- WHAT THIS TASK INVOLVES: Continue the blog post on PEX piping below, starting right after its last sentence.

Thursday, August 26, 2010

Nuts 'N Bolts - PEX Piping

Switching it up a little bit this week, and bringing you my little bit of knowledge on a Thursday rather than a Wednesday! Today we're talking about PEX Piping!
When it came time to run the new plumbing in the basement for our laundry and bathroom I was not excited about the prospects of buying lengths of pricey copper piping and using a torch to ‘sweat the joints’. I saw the potential for me to be sweating about burning the house down and inhaling toxic lead fumes while burning myself with the torch or acidic flux paste. Yeah, exciting stuff!
One of the options I had seen used on TV was the use of plastic piping with mechanical connections called PEX piping. Without getting into the geekology of what chemicals and synthetic ultra-compounds its composed of (in this case HPDE) , lets just call it like it is, advanced plastic tubing. It is sold just like copper piping in ½” and ¾” sizes and has a variety of different fittings, valves and connectors all available at your local tool-warehouses.

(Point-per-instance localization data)
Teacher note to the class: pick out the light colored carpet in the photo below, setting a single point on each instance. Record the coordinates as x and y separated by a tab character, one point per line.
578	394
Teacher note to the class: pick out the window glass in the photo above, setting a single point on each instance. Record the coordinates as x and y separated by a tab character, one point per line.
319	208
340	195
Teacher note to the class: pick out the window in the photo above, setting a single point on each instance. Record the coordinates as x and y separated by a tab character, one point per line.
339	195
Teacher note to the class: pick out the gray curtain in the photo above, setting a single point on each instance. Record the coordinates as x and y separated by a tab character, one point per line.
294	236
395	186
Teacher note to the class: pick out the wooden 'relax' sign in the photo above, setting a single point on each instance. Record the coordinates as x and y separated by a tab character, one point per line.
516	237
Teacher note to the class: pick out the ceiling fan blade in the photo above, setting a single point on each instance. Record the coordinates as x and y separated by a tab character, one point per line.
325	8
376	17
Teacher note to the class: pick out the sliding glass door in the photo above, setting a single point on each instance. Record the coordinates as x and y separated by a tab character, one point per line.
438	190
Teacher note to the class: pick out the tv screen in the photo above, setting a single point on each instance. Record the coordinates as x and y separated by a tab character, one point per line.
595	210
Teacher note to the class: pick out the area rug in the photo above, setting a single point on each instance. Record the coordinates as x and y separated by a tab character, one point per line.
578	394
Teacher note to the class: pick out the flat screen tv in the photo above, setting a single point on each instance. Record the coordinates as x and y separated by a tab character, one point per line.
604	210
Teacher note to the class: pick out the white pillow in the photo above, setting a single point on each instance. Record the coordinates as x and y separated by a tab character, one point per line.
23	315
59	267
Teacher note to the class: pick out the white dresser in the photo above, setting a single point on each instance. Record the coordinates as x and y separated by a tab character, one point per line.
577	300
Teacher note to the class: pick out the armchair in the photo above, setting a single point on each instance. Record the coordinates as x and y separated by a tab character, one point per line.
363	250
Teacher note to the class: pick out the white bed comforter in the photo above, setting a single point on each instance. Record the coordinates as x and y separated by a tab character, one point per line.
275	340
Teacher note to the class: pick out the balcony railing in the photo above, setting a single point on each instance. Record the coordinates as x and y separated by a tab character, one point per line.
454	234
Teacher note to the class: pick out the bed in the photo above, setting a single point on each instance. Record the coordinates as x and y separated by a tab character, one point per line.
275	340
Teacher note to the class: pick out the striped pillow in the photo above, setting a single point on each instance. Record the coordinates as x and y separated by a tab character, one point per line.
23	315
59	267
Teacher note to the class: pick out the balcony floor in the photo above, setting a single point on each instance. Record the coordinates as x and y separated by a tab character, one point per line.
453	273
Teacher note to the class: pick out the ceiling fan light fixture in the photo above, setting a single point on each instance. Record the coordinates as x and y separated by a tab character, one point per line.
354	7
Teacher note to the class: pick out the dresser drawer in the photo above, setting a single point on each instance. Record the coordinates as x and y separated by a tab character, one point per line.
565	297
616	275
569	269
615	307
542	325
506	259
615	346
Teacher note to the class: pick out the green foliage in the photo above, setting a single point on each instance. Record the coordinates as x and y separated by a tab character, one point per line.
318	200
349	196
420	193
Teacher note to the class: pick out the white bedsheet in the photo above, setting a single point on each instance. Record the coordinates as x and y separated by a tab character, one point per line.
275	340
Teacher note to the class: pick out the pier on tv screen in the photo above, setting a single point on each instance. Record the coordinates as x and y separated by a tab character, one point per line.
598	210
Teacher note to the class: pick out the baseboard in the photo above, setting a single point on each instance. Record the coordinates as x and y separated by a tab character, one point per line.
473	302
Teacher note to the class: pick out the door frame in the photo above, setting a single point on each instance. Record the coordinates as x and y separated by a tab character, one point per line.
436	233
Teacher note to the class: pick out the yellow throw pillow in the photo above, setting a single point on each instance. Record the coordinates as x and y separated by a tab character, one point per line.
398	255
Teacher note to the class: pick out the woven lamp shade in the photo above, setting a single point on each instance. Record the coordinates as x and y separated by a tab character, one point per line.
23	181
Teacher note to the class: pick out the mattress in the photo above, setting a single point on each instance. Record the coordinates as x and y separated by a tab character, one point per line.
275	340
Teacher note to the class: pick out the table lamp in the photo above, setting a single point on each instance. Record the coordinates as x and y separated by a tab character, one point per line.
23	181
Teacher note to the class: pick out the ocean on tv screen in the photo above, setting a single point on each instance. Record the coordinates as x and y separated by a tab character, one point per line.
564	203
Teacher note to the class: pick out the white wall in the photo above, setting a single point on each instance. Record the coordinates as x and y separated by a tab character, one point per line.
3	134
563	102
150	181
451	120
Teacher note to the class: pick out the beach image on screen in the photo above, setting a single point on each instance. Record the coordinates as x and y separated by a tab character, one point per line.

- REPLY TO THE TASK:
Just like copper it can be cut with a tubing cutter (seen above) but it has some key advantages over copper, aside from having to keep a fire extinguisher handy when you are installing it. First they sell a PEX product which is pre-insulated so you don’t have to pay up extra for the black jacket insulation associated with copper. It is also more energy efficient because it resists the transfer of heat more than that of metal piping. Second, you can run it through the ceiling much like electrical wire and don’t have to worry about joining multiple smaller sections to go perpendicular to the joists. It can also be bent around a corner which cuts down on the amount of fittings and lowers the chances of having leaks at the joints.

(pictured above - Tubing dips to fasten tubing to studs)

PEX is pretty cheap when compared to copper, yet it also is resistant to scaling and buildup found in copper lines and it almost completely eliminates the clanging ‘water hammer’ sound typical in metal pipe systems. However, I still utilized some copper in my installation because it is more rigid and it already existed as part of my system. I discovered a few good tips when choosing the type of connectors to hook up your system. There are three main types of connectors, compression rings, Push-To-Fit, and SSC (stainless steel couplers). On our budget I went with the cheapest…err most economical, SSC, hence the crimping tool (pictured below) for this type of connector was $45 vs. $200 for the compression rings and each P-T-F coupling was $3-10 PER item!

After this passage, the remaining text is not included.